Text under study
The vice president’s staff is expected to return to its “normal routine” this week, one official said, even as Miller continues to self-quarantine at home. She is not expected back in the West Wing for weeks, and another Pence press aide has temporarily taken over her duties. In isolation, as well, is her husband, Stephen Miller, another senior White House aide who has worked for Trump since the 2016 campaign.
Katie Miller’s positive test worried other White House aides immensely because both she and her husband spent so much time in the West Wing — with Stephen Miller writing all of the president’s speeches and going from office to office to cull material for those remarks. He is also close to other longtime aides, including deputy chief of staff Dan Scavino and members of the president’s family, such as Ivanka Trump and Jared Kushner.
As another White House aide put it, Katie Miller’s diagnosis gave the impression of a very “close call.”

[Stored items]
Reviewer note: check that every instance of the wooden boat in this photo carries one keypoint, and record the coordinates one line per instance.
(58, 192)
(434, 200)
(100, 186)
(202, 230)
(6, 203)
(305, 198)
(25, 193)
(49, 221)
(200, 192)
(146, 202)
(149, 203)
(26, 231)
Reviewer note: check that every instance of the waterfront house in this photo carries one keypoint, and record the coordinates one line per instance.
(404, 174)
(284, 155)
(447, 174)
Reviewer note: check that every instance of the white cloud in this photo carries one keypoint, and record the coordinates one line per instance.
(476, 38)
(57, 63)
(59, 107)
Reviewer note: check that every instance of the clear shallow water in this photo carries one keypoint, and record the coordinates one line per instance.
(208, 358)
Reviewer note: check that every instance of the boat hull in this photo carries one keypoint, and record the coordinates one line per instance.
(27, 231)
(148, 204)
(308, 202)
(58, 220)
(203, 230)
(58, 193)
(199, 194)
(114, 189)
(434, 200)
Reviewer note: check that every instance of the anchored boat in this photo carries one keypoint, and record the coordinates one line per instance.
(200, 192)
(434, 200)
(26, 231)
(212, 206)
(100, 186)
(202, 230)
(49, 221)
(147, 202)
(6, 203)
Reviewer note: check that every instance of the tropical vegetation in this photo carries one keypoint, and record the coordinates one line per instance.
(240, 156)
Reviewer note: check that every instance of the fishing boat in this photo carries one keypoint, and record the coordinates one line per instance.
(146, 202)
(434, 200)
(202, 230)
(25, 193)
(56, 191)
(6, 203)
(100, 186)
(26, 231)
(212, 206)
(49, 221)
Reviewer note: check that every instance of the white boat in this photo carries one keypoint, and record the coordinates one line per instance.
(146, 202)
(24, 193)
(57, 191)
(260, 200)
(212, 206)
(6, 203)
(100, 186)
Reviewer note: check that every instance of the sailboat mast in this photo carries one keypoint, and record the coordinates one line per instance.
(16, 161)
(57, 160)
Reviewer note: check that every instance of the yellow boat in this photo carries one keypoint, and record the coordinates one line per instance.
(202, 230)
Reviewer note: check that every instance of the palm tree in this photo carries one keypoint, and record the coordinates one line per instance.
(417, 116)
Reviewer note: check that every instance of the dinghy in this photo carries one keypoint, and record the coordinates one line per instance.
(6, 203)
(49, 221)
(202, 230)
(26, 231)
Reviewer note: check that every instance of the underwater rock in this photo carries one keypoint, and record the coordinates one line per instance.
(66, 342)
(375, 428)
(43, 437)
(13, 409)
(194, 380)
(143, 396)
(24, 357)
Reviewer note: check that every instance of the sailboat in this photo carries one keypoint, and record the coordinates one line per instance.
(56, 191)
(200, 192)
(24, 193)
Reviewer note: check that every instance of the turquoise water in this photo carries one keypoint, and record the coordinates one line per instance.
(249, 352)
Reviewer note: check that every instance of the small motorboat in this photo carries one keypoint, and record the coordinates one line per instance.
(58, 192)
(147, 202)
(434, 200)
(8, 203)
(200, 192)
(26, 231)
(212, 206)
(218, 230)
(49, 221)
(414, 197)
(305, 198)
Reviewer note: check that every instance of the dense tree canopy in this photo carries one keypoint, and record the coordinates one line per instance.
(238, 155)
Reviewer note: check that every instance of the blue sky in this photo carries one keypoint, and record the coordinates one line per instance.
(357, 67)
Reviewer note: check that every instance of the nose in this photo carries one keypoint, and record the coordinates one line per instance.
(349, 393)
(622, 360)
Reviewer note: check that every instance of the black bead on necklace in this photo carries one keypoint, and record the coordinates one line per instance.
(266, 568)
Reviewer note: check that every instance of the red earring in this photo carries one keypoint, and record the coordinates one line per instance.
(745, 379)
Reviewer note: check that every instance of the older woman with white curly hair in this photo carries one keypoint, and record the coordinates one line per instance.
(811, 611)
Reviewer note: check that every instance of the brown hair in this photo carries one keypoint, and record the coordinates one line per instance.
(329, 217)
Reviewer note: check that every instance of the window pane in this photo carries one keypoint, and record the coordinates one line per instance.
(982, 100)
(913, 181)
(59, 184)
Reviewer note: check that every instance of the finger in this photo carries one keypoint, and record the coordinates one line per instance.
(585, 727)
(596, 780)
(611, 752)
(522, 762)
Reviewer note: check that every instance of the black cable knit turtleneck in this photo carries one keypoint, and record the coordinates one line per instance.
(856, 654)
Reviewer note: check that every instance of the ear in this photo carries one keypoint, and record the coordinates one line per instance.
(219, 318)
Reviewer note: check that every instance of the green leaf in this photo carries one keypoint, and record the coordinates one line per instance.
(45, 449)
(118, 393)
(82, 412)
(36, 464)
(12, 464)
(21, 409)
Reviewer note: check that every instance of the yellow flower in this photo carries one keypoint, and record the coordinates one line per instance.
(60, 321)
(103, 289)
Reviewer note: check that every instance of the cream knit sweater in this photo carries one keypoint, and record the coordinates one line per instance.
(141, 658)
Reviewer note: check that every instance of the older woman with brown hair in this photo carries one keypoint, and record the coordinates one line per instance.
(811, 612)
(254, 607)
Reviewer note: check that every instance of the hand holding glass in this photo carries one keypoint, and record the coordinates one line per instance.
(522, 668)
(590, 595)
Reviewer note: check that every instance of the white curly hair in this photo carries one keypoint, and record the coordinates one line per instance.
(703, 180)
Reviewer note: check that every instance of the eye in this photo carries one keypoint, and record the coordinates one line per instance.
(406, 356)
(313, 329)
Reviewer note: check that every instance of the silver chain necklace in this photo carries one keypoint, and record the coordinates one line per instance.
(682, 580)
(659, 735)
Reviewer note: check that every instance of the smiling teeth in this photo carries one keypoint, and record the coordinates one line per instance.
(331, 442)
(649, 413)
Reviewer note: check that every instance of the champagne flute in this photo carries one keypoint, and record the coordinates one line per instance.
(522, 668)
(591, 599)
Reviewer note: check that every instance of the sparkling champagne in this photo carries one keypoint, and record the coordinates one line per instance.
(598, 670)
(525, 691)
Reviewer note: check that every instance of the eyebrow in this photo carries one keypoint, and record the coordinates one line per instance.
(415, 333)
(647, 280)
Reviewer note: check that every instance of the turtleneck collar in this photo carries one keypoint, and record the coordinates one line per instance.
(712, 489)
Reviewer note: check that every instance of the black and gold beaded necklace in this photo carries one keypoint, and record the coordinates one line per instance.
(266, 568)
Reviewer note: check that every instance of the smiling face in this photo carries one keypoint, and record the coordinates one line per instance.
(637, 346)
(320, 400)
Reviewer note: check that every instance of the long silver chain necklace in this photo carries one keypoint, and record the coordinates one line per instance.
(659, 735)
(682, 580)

Work request 1
In the text on Katie Miller's diagnosis, how long has Stephen Miller worked for Trump?
Work request 2
Summarize the text on Katie Miller's diagnosis in two sentences.

Result 1
Since the 2016 campaign.

Result 2
Katie Miller is self-quarantining at home and is not expected back in the West Wing for weeks, so another Pence press aide has temporarily taken over her duties. Her husband, senior White House aide Stephen Miller, is also in isolation, and her positive test worried other aides immensely because both spent so much time in the West Wing.